• _Exercise_
Print the following records back verbatim, with no changes of any kind.

(Excerpts from point annotation data)

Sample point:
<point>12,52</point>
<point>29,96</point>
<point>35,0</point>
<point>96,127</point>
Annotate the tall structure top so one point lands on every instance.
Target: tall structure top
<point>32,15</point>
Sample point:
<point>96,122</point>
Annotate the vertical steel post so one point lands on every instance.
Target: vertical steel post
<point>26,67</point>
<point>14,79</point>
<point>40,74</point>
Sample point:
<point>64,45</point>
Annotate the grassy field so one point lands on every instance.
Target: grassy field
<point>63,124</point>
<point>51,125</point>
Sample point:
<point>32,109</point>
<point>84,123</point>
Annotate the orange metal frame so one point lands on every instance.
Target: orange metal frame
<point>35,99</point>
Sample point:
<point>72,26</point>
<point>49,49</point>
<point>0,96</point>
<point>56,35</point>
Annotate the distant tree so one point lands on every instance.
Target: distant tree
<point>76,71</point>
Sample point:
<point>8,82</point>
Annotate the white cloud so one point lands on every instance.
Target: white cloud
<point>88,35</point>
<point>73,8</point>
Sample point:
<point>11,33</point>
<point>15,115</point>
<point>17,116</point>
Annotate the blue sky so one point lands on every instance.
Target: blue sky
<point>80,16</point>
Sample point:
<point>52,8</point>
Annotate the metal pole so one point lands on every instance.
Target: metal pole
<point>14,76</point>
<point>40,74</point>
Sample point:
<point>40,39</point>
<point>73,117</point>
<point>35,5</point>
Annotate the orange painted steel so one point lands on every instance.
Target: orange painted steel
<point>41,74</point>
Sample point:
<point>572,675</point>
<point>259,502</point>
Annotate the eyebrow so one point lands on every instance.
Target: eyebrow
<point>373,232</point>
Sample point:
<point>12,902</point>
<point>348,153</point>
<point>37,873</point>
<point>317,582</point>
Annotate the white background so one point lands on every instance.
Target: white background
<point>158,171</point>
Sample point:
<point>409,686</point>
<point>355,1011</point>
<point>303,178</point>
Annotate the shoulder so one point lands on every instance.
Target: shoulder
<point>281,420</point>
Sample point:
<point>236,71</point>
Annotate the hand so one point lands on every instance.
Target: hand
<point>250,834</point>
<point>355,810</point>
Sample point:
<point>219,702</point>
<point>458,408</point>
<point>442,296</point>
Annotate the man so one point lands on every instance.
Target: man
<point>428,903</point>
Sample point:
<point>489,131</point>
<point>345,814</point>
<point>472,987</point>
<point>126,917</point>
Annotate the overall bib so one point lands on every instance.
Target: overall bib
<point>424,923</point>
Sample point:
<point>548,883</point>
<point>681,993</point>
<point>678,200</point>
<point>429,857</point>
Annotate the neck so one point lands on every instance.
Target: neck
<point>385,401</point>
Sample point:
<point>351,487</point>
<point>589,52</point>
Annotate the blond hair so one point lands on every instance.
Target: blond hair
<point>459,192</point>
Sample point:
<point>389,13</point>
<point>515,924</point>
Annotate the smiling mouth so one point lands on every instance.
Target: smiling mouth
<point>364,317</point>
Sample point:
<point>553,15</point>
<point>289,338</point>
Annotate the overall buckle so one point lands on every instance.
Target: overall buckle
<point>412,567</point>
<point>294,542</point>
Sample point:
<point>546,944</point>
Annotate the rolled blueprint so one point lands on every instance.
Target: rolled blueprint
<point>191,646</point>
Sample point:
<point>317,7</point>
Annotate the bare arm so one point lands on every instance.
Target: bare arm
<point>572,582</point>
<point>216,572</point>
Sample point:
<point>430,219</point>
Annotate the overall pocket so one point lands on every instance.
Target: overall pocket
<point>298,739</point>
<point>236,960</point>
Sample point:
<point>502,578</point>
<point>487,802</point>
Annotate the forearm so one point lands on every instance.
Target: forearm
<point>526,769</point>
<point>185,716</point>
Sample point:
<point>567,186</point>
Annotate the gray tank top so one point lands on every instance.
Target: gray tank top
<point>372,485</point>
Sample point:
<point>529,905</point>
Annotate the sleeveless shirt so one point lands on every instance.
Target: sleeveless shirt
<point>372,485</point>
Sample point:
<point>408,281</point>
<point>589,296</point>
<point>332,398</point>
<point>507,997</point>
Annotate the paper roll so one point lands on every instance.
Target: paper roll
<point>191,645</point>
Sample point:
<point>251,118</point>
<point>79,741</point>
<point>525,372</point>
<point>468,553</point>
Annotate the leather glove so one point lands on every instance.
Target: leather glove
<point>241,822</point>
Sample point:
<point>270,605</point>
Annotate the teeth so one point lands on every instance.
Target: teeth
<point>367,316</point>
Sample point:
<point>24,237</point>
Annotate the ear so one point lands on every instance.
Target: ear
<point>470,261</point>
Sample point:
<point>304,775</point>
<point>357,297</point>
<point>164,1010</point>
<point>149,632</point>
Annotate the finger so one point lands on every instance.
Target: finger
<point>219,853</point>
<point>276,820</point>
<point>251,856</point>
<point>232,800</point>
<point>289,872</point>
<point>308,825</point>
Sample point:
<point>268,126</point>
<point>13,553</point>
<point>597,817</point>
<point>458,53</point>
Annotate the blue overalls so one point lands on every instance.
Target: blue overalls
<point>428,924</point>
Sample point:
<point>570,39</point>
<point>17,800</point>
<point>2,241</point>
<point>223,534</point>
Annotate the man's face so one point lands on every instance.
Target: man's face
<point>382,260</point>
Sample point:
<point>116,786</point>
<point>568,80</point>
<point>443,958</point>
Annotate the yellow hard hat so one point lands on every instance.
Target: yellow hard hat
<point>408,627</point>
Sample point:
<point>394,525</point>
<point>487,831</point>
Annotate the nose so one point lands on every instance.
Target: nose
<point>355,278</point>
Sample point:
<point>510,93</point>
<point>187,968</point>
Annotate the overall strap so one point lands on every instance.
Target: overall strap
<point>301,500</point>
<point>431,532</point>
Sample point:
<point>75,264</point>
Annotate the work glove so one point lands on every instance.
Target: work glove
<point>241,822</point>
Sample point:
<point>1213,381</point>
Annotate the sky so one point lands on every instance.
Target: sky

• _Finished exercise_
Sample point:
<point>12,52</point>
<point>29,96</point>
<point>35,0</point>
<point>96,127</point>
Annotate the tall structure top so one point lands on every instance.
Target: tall structure top
<point>32,15</point>
Sample point:
<point>96,122</point>
Annotate the vertical steel post so one point lands on every instance.
Target: vertical steel post
<point>26,67</point>
<point>14,79</point>
<point>40,74</point>
Sample point:
<point>64,45</point>
Annotate the grassy field so one point lands on every instance.
Target: grassy field
<point>63,124</point>
<point>51,125</point>
Sample point:
<point>32,109</point>
<point>84,123</point>
Annotate the orange metal frame so one point lands on every instance.
Target: orange metal frame
<point>35,99</point>
Sample point:
<point>72,26</point>
<point>49,49</point>
<point>0,96</point>
<point>56,35</point>
Annotate the distant tree so one point lands on every instance.
Target: distant tree
<point>76,71</point>
Sample point:
<point>8,82</point>
Annotate the white cloud so one point lands on every instance.
Target: white cloud
<point>88,35</point>
<point>73,8</point>
Sample point:
<point>11,33</point>
<point>15,115</point>
<point>17,116</point>
Annotate the blue sky so one point lands on every instance.
Target: blue sky
<point>80,16</point>
Sample point:
<point>52,8</point>
Annotate the metal pole so one point lands on every instance.
Target: metal pole
<point>14,76</point>
<point>40,74</point>
Sample point:
<point>40,39</point>
<point>73,117</point>
<point>35,5</point>
Annotate the orange painted steel so one point lands on every instance.
Target: orange painted steel
<point>41,74</point>
Sample point:
<point>572,675</point>
<point>259,502</point>
Annotate the eyebrow so one point lands on every instance.
Target: eyebrow
<point>373,232</point>
Sample point:
<point>12,902</point>
<point>348,153</point>
<point>37,873</point>
<point>317,582</point>
Annotate the white background so one point lands on every instance.
Target: white background
<point>158,171</point>
Sample point:
<point>409,686</point>
<point>355,1011</point>
<point>303,178</point>
Annotate the shoulder so one point lands on every instance.
Target: shoulder
<point>281,420</point>
Sample point:
<point>236,71</point>
Annotate the hand so one point lands on every instance.
Target: hand
<point>250,834</point>
<point>355,810</point>
Sample point:
<point>219,702</point>
<point>458,408</point>
<point>442,296</point>
Annotate the man so one point lands on every instance.
Target: man
<point>428,903</point>
Sample point:
<point>489,131</point>
<point>345,814</point>
<point>472,987</point>
<point>126,917</point>
Annotate the overall bib so one point lands on every instance.
Target: overall bib
<point>424,923</point>
Sample point:
<point>548,883</point>
<point>681,993</point>
<point>678,200</point>
<point>429,857</point>
Annotate the neck so one point lands on every instance.
Target: neck
<point>385,401</point>
Sample point:
<point>351,487</point>
<point>589,52</point>
Annotate the blond hair so one point lands on every instance.
Target: blond hair
<point>459,192</point>
Sample point:
<point>389,13</point>
<point>515,924</point>
Annotate the smiling mouth so one point lands on every instance.
Target: smiling mouth
<point>364,317</point>
Sample point:
<point>553,15</point>
<point>289,338</point>
Annotate the overall buckle so one point lands on every instance.
Target: overall buckle
<point>412,567</point>
<point>294,542</point>
Sample point:
<point>546,944</point>
Annotate the rolled blueprint so one point lands on every instance.
Target: rolled blueprint
<point>191,646</point>
Sample point:
<point>317,7</point>
Annotate the bare arm so one point lands on every instance.
Target: bare arm
<point>572,582</point>
<point>216,572</point>
Sample point:
<point>430,219</point>
Annotate the overall pocket so one point lands on every instance.
Target: overall pocket
<point>298,739</point>
<point>236,960</point>
Sample point:
<point>502,578</point>
<point>487,802</point>
Annotate the forearm so one point lands on every instance.
Target: forearm
<point>526,769</point>
<point>185,716</point>
Sample point:
<point>567,186</point>
Annotate the gray tank top so one point lands on every instance.
Target: gray tank top
<point>372,485</point>
Sample point:
<point>529,905</point>
Annotate the sleeveless shirt so one point lands on every instance.
Target: sleeveless shirt
<point>372,485</point>
Sample point:
<point>408,281</point>
<point>589,296</point>
<point>332,398</point>
<point>507,997</point>
Annotate the paper roll so one point lands on every instance.
Target: paper roll
<point>191,645</point>
Sample point:
<point>251,118</point>
<point>79,741</point>
<point>525,372</point>
<point>468,553</point>
Annotate the leather glove so one point lands on every instance.
Target: leather glove
<point>241,822</point>
Sample point:
<point>270,605</point>
Annotate the teeth so one point lands on every instance.
Target: teeth
<point>367,316</point>
Sample point:
<point>24,237</point>
Annotate the ear so one point lands on every instance.
Target: ear
<point>470,261</point>
Sample point:
<point>304,775</point>
<point>357,297</point>
<point>164,1010</point>
<point>149,632</point>
Annotate the finger so one point lands on every instance.
Target: finger
<point>219,853</point>
<point>276,820</point>
<point>251,856</point>
<point>232,800</point>
<point>289,872</point>
<point>308,825</point>
Sample point:
<point>268,126</point>
<point>13,553</point>
<point>597,817</point>
<point>458,53</point>
Annotate the blue overalls so one point lands on every instance.
Target: blue overalls
<point>428,924</point>
Sample point:
<point>570,39</point>
<point>17,800</point>
<point>2,241</point>
<point>223,534</point>
Annotate the man's face so one point lands on every instance.
Target: man's face
<point>382,260</point>
Sample point:
<point>116,786</point>
<point>568,80</point>
<point>443,958</point>
Annotate the yellow hard hat so one point lands on every instance.
Target: yellow hard hat
<point>408,627</point>
Sample point:
<point>394,525</point>
<point>487,831</point>
Annotate the nose so one point lands on every instance.
Target: nose
<point>355,278</point>
Sample point:
<point>510,93</point>
<point>187,968</point>
Annotate the overall strap so one point lands on every instance.
Target: overall strap
<point>301,500</point>
<point>431,532</point>
Sample point:
<point>75,264</point>
Annotate the work glove so one point lands on every instance.
Target: work glove
<point>241,822</point>
Sample point:
<point>1213,381</point>
Annotate the sky so one point lands on every instance.
Target: sky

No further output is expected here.